··· Text passage

2.2. Sample Preparation

The rhizome of K. parviflora was obtained from Johor, Malaysia. Sample authentication was carried out at the Laboratory of Ecology and Conservation of Tropical Forest Biodiversity at the University of Mulawarman, Indonesia with the herbarium number of 12/UNI7.4.08/LL/2021. The sample was cleaned using a wet cloth. Then, it was cut into small pieces for further drying in an oven at 40 °C. Subsequently, the dried sample was powdered using a blender and then sieved to obtain a sample size of less than 2 mm. Finally, samples that were uniform in size were used for extraction.

2.3. Sample Extraction

Samples were extracted using the following two different methods: maceration with 96% ethanol and infusion with distilled water. Maceration was carried out for 72 h at a sample-to-solvent ratio of 1:8, with stirring every 24 h. The maceration results were concentrated using a rotary evaporator to obtain a thick extract. The second extraction used an infusion technique (boiling at 90 °C for 15 min) with distilled water as a solvent [22], and the extraction results were dried using a freeze dryer.

······

[Work to be completed]:
Starting at "2.3. Sample Extraction" and ending at "a freeze dryer.", write out the methods passage again, swapping "distilled water" for "deionized water".

··· Listed entries

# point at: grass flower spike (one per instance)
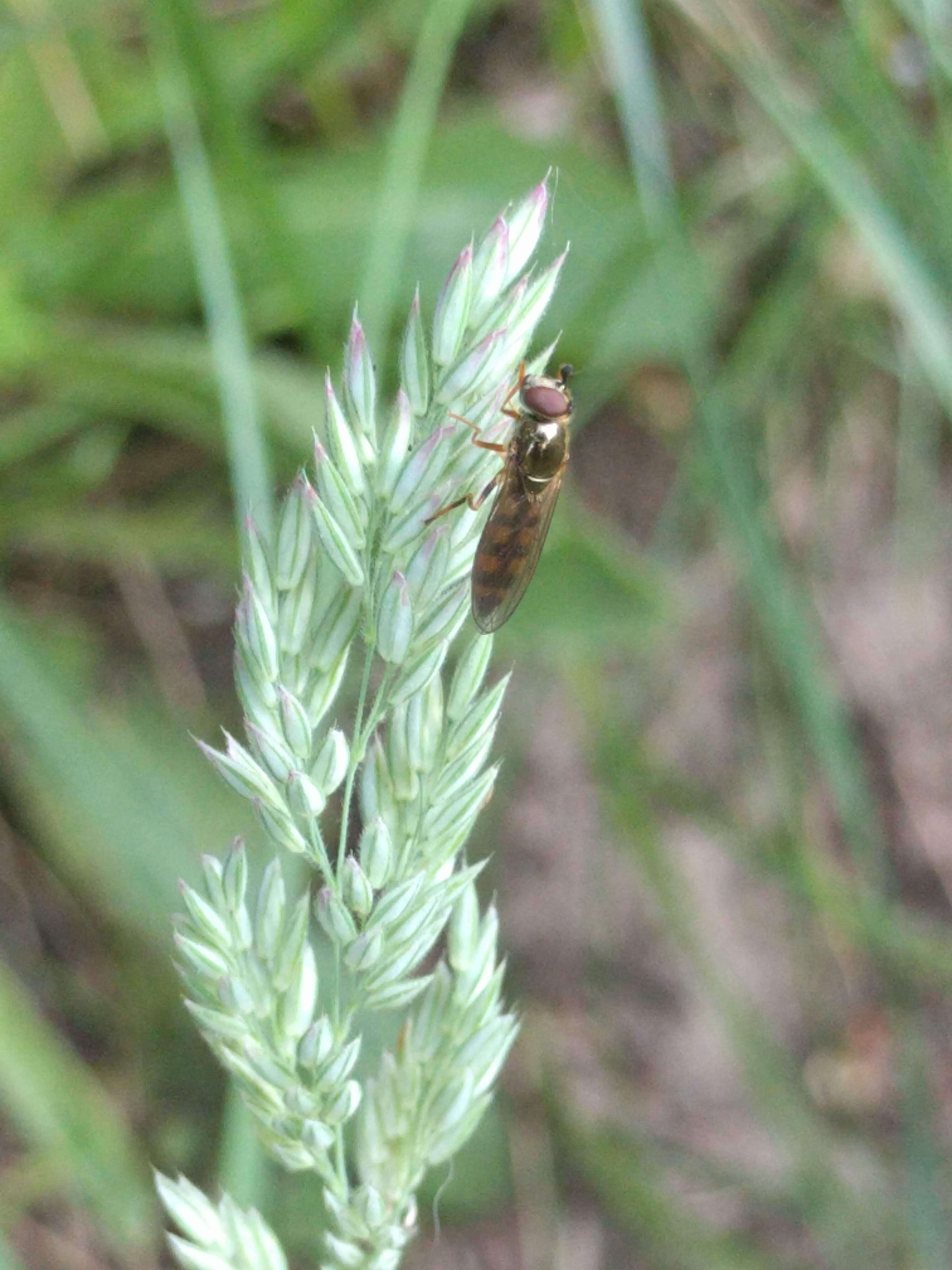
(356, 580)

······
··· Listed entries

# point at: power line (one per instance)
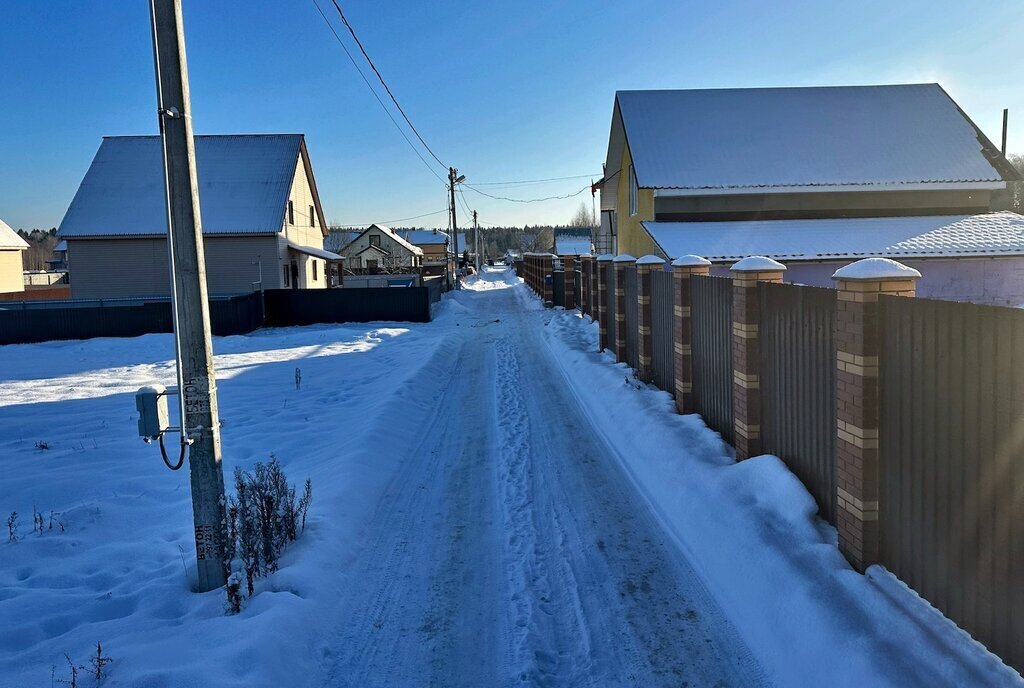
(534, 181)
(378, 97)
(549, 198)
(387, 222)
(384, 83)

······
··· Listed entries

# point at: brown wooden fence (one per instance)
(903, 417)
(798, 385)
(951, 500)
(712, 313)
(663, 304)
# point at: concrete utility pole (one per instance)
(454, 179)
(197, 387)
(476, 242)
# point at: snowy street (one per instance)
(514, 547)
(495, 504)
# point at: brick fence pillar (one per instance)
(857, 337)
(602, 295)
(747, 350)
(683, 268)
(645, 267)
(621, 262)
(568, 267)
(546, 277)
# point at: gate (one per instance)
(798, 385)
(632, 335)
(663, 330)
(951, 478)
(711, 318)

······

[Solution for this problem]:
2.3. Sample Extraction

Samples were extracted using the following two different methods: maceration with 96% ethanol and infusion with deionized water. Maceration was carried out for 72 h at a sample-to-solvent ratio of 1:8, with stirring every 24 h. The maceration results were concentrated using a rotary evaporator to obtain a thick extract. The second extraction used an infusion technique (boiling at 90 °C for 15 min) with deionized water as a solvent [22], and the extraction results were dried using a freeze dryer.